#### [WORK REQUIRED]
Exactly the lines from the beginning of the listing below through the line that contains "Provide the mask of every instance of the police" should be transcribed, and pictures must stay out.

#### [GIVEN DATA]
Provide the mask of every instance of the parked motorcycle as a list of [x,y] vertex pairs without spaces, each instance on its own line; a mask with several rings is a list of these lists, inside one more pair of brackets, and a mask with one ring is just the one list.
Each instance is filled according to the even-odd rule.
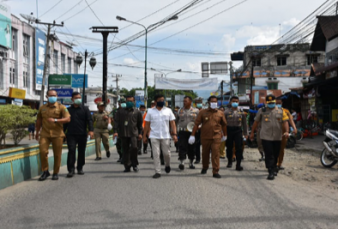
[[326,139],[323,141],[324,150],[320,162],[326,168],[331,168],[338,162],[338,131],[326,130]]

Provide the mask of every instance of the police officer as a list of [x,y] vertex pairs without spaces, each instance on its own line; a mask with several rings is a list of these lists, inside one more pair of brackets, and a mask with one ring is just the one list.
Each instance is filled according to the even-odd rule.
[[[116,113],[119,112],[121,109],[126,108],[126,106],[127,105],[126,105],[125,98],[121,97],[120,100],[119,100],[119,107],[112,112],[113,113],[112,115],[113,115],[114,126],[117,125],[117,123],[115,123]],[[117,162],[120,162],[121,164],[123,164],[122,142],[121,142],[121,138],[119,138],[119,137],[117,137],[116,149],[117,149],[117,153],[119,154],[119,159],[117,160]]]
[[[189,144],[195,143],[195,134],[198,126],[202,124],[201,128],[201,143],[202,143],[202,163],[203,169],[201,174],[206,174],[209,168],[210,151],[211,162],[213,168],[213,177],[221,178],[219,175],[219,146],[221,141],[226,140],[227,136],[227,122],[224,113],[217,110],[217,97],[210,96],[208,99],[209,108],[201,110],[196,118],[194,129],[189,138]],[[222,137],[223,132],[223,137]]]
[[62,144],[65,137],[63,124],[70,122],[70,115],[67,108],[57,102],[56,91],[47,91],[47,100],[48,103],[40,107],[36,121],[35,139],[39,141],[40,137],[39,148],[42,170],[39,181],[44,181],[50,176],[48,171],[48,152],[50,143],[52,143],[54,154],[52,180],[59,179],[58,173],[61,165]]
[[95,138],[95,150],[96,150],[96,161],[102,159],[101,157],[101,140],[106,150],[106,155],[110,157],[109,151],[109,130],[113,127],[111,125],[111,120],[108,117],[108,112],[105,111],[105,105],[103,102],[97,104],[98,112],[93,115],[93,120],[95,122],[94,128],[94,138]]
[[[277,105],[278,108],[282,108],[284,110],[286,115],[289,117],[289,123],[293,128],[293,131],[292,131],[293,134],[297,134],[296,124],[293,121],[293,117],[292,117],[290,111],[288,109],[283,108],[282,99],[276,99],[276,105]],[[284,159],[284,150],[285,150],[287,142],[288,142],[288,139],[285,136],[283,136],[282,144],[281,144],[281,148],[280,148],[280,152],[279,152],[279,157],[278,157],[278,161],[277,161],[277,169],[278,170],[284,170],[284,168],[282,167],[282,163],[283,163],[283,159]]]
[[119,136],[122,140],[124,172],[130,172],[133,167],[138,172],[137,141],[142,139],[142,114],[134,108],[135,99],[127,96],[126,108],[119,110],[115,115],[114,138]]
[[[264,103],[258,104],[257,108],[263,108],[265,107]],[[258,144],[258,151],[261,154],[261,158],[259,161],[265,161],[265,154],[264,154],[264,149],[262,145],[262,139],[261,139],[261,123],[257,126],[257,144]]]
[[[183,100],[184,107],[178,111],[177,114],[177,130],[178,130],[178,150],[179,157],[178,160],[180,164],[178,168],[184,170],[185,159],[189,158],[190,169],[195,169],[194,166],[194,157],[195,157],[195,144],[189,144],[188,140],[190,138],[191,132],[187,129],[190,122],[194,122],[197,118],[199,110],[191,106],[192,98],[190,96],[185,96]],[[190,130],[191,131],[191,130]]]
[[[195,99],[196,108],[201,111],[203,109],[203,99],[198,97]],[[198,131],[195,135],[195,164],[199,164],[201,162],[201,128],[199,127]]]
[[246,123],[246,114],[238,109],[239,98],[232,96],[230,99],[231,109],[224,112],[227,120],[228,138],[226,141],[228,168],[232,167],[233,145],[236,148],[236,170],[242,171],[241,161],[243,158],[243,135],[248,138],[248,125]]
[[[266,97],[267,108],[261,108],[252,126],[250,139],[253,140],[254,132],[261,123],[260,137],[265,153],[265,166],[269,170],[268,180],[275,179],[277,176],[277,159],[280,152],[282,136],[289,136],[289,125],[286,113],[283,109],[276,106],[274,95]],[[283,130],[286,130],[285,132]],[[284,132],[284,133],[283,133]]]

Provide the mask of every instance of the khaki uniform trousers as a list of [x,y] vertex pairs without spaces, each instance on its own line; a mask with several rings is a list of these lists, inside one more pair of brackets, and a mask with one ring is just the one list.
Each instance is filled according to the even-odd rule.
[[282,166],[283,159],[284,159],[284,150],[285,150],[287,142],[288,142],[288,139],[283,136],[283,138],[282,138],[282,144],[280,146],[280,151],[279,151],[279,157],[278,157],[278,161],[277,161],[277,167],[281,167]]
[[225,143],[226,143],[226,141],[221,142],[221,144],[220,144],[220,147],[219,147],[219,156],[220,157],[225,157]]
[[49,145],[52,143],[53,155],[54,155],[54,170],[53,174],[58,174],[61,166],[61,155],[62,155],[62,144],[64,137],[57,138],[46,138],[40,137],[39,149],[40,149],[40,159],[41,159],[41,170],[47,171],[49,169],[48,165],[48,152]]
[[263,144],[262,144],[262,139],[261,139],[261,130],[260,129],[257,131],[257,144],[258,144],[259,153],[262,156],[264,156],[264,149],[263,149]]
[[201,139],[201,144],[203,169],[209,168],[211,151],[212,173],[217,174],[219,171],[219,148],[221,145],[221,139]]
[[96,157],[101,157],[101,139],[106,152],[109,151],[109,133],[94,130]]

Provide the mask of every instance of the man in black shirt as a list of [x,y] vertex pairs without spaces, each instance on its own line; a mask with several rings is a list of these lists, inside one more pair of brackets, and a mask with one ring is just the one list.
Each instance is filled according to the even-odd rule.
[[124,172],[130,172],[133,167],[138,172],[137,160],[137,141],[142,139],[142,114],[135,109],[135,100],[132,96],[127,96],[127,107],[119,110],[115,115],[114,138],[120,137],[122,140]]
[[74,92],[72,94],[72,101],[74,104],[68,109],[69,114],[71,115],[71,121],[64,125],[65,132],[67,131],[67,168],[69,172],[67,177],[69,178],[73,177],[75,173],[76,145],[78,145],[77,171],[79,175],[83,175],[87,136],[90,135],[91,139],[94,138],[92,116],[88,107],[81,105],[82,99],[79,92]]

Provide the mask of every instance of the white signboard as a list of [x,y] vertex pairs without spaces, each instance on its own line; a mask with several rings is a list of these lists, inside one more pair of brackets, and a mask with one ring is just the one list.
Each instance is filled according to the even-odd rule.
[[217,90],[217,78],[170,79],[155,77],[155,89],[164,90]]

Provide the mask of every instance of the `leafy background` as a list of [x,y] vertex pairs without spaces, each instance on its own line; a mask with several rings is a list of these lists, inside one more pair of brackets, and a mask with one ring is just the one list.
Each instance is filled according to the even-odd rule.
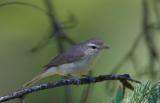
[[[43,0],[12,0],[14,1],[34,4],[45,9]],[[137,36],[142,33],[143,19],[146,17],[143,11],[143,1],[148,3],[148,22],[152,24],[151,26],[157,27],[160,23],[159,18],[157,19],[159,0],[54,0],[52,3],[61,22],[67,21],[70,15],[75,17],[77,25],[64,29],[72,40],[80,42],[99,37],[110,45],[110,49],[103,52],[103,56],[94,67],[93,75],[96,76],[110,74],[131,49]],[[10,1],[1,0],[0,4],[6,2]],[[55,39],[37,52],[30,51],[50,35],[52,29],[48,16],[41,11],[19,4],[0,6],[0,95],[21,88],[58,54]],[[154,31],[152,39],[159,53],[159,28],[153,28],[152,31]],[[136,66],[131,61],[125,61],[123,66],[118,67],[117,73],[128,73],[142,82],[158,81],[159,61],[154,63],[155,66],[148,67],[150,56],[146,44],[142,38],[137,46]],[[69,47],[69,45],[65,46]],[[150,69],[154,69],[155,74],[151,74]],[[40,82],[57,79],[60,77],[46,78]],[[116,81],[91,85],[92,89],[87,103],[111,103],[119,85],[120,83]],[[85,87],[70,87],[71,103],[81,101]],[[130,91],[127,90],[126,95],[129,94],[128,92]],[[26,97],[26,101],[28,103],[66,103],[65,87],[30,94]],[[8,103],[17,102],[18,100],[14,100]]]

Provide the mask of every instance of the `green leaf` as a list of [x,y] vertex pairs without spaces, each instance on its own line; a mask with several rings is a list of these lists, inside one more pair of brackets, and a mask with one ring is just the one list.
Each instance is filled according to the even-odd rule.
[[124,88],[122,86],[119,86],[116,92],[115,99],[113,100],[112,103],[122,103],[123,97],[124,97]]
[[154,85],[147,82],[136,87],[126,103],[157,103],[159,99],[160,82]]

#### [RESPONSE]
Provide the mask of every instance of the parked motorcycle as a list of [x,y] vertex pairs without spaces, each instance on its own line; a mask with several rings is a list of these lists, inside one more pair of brackets, and a mask with one ring is just the one list.
Each instance is filled according to the even-odd rule.
[[326,139],[323,141],[324,150],[320,162],[326,168],[331,168],[338,162],[338,131],[326,130]]

Provide the mask of every instance of the police officer as a list of [x,y] vertex pairs without spaces, each instance on its own line; a mask with several rings is a list of these lists, inside one more pair of brackets, and a mask with one ring is just the one list.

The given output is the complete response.